> **EXERCISE DIRECTIONS**
Starting with the line that contains "box finial, which", set down each line through the end of the entries below, exactly and with nothing added.

(Pointing and labeling entries)

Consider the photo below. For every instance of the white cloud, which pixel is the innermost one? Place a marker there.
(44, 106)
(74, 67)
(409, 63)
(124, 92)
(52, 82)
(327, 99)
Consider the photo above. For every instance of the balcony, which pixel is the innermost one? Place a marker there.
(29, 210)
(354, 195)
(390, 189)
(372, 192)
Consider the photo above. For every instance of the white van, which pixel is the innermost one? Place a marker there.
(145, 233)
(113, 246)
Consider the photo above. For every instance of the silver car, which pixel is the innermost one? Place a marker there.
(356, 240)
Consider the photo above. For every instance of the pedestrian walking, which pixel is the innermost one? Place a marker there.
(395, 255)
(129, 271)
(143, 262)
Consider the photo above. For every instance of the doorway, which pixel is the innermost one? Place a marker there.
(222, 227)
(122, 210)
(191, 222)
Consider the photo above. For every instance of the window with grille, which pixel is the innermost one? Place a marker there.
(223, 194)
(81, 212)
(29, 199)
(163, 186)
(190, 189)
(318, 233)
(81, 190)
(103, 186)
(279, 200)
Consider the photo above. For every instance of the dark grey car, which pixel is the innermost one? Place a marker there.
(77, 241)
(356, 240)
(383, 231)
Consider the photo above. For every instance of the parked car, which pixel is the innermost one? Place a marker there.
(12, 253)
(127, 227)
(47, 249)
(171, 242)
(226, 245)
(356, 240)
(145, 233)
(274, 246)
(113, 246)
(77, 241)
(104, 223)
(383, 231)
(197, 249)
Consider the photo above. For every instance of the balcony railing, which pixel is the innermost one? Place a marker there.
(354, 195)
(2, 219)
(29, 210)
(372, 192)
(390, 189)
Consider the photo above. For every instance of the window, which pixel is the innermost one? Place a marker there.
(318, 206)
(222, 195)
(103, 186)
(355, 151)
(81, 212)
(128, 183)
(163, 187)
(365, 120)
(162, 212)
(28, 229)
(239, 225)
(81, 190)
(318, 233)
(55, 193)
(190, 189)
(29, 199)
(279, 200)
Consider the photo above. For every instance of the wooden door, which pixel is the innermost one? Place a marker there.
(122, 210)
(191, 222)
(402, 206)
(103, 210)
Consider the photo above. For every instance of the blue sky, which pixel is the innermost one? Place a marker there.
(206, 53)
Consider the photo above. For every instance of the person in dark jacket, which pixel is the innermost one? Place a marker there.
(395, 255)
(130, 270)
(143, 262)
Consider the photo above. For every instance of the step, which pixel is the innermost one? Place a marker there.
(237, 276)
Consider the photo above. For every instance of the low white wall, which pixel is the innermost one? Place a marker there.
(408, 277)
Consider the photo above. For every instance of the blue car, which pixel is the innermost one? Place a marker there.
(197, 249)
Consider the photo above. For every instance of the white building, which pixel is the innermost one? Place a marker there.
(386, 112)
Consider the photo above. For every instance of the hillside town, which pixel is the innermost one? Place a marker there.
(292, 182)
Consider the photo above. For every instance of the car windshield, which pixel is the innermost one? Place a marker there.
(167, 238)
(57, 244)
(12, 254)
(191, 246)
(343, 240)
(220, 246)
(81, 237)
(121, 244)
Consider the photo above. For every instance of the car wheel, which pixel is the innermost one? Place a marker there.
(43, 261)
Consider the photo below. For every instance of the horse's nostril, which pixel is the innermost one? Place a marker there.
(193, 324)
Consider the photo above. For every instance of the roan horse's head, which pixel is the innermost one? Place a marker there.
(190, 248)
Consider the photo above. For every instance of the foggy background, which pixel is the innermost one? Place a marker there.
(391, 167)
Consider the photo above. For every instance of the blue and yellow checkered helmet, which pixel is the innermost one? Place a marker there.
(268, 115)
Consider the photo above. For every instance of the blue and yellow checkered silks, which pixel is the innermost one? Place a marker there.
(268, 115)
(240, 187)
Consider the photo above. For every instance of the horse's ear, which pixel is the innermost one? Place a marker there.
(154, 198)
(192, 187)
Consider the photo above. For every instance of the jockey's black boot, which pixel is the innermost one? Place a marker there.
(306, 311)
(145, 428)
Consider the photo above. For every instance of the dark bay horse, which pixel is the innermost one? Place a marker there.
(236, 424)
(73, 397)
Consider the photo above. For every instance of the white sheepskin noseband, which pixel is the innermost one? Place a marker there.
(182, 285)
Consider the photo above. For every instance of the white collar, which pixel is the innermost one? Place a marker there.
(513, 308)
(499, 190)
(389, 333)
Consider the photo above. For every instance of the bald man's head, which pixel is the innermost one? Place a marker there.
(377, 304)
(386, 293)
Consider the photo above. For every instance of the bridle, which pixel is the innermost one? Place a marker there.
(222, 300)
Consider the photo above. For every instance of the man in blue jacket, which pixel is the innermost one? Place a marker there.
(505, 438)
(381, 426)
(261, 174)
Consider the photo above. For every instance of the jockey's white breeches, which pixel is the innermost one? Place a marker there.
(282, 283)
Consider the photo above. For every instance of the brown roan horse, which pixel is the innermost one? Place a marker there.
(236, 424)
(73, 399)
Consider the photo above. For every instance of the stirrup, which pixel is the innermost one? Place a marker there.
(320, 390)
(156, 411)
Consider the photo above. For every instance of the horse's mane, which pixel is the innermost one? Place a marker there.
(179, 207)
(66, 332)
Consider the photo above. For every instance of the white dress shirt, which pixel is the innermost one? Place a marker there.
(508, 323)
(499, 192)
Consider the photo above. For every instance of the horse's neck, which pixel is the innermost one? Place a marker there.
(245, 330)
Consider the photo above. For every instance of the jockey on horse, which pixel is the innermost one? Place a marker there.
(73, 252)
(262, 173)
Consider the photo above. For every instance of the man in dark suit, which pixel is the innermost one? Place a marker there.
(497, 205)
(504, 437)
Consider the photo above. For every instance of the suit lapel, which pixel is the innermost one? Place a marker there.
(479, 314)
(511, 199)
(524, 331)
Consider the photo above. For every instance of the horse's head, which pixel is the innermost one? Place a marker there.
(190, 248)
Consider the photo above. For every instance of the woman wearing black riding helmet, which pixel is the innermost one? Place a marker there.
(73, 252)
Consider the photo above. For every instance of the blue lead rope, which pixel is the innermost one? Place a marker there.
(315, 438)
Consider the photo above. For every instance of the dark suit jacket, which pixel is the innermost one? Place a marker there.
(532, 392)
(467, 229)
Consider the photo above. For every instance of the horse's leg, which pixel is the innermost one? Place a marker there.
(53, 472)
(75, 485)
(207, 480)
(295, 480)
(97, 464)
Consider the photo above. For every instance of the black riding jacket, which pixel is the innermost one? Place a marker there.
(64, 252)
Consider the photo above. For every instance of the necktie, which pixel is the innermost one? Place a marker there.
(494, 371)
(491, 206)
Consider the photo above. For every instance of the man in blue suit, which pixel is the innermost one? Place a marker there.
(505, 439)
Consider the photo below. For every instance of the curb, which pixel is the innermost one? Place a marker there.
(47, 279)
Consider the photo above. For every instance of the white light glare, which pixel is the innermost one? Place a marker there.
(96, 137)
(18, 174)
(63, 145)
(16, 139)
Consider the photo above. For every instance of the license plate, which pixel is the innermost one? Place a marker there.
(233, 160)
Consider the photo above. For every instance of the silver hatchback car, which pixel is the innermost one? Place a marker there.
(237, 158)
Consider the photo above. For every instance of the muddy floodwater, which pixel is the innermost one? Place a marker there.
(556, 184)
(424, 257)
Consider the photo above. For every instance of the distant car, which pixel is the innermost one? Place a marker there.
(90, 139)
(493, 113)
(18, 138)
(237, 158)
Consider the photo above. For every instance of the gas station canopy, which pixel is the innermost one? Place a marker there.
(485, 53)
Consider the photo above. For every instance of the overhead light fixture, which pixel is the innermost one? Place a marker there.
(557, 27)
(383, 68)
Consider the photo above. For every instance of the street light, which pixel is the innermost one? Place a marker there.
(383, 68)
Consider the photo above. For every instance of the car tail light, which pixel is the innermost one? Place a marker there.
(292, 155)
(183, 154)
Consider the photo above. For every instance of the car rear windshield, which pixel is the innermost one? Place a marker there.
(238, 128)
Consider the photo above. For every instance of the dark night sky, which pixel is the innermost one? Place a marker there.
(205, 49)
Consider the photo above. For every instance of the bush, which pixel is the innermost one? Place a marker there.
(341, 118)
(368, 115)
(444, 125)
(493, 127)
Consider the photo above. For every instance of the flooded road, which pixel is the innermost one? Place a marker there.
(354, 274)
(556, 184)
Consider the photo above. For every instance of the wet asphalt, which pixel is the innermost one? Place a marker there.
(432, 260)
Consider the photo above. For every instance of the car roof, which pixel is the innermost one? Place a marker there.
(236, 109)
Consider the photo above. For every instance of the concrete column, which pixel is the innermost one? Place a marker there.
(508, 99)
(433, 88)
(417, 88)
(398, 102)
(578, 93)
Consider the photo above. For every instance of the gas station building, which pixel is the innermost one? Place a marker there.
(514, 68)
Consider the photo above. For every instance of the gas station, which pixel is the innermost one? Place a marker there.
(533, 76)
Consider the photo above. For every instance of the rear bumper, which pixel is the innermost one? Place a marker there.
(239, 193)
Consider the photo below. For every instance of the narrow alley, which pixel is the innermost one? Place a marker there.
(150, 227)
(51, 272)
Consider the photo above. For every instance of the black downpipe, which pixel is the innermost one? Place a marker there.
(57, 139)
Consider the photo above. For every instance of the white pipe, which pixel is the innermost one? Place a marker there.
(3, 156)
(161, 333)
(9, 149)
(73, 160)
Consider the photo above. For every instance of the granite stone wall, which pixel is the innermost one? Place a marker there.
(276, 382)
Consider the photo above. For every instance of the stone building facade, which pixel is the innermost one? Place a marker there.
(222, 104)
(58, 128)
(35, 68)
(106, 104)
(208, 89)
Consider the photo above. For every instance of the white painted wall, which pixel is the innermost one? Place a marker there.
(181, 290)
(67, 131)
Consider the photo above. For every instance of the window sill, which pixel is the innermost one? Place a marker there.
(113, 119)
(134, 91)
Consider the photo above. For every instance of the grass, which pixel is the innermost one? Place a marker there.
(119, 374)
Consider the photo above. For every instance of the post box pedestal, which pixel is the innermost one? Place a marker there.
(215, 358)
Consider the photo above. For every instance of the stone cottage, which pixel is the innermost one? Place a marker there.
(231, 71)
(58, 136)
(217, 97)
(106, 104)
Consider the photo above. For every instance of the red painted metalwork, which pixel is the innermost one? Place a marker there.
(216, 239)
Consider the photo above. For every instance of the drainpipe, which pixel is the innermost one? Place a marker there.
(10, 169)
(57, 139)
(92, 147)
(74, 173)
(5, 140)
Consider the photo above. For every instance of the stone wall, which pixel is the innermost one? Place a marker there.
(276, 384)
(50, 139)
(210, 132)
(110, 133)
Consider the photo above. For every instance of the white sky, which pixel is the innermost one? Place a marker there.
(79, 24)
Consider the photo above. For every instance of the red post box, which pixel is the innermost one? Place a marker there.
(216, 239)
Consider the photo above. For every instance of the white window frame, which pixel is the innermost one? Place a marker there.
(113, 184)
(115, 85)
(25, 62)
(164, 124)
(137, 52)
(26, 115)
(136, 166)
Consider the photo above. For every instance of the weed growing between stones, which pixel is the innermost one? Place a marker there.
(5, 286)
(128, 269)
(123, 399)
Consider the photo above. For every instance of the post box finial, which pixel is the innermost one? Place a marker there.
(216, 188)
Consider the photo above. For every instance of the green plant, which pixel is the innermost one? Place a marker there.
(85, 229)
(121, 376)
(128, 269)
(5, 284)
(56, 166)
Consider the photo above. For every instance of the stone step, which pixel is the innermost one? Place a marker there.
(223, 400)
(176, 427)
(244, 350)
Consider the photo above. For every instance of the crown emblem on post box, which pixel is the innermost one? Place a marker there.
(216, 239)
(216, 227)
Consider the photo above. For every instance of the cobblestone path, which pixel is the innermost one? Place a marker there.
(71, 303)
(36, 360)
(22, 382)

> **WRITTEN SOLUTION**
Consider the photo above. For every instance of the post box finial, which pixel is the innermost one? Place a marker there.
(216, 188)
Consider the photo above. For every instance of the green plant, which pixel is the innermost one? Place a marker there.
(85, 229)
(121, 376)
(128, 269)
(5, 284)
(56, 166)
Consider the photo above. For every instance of the stone step, which pixel is the innermost one? Place a marker there.
(223, 400)
(176, 427)
(244, 350)
Consider the photo above. For every instance of the crown emblem on post box, which pixel is the innermost one? Place a marker there.
(216, 239)
(216, 227)
Consider the photo above. For every instance of the cobblestone path, which pixel is the innermost one? Place a marker there.
(71, 303)
(36, 360)
(22, 382)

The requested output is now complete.